*** PASSAGE ***
It may be only a 35-minute drive from a vintage Queen Anne Victorian in Moorestown to Hopkinson House, a sleek high-rise facing Washington Square, but it's a significant journey from one world to the other.
That journey began in May 2014, when Sam and Kuna Yankell said goodbye to the rambling Victorian they had shared with three now-adult children.
"It was the typical story: The house was just too big for us, and it was time to move on," says Sam, a retired research professor at the University of Pennsylvania's School of Dental Medicine.
And if ever there were an example of the exhilaration change can bring, Kuna and Sam are the poster children for it.
"We absolutely love our space, this lifestyle, and the fact that we can still go back to Moorestown whenever we want to," says Kuna, a retired school librarian and grandmother of seven, including 15-year-old triplets.
When the Yankells began exploring city life, their affection for Society Hill guided their decision.
They also were looking for a more open feeling than they had in Moorestown, and were hoping to find a location with both park and city views.
When they happened upon this unit, they saw not just its spectacular views but also the potential for changes that would open up the look and feel.
For guidance, they often turned to their son, Bala Cynwyd artist Stuart Yankell, who had tackled a makeover of his home.
"Stuart helped us to see where we could make some changes that absolutely made all the difference," says Sam. "Painting, which is something we share, sometimes leads us to new ways of looking at things."
One inspiration came with the notion of simply adding length to the unit's foyer. The management permitted that alteration since it did not interfere with any public spaces.
The effect was immediately dramatic. The foyer is a welcoming space, and a home for pieces with meaning to the Yankells.
Moving the washer-dryer from the master bedroom suite to a location that once housed a half-bath gave the couple a wonderful walk-in closet, as well as a "wine cellar" situated in another closet.
Eliminating some interior walls also made a significant difference, yielding spaces the Yankells love. The condo has a contemporary vibe now.
*** End of PASSAGE ***
*** DATA EXTRACT ***
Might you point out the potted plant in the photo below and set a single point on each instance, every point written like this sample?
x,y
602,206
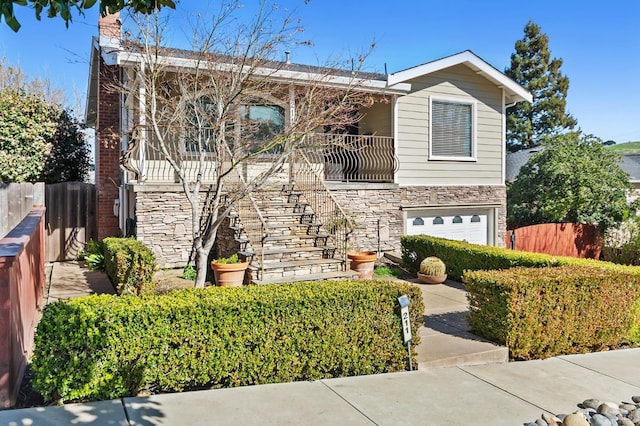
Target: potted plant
x,y
432,271
229,271
363,262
*** End of DATA EXTRACT ***
REQUIRED ACTIONS ▸
1 > In the article about the Yankells' move, condense the paragraph beginning "One inspiration came with the notion" into a single sentence that keeps its main facts.
2 > According to the article about the Yankells' move, why did the management allow the couple to lengthen the foyer?
3 > Answer these questions from the article about the Yankells' move:
(a) In what month and year did the Yankells leave their Moorestown Victorian?
(b) What position did Sam hold before retiring?
(c) Where was the washer-dryer moved to?
The entries have no connection to the article about the Yankells' move.

RESULTS FOR EACH TASK ▸
1 > The Yankells lengthened the unit's foyer, which management allowed because the change did not interfere with any public spaces.

2 > The management permitted the alteration because it did not interfere with any public spaces.

3 >
(a) May 2014
(b) Research professor at the University of Pennsylvania's School of Dental Medicine
(c) To a location that once housed a half-bath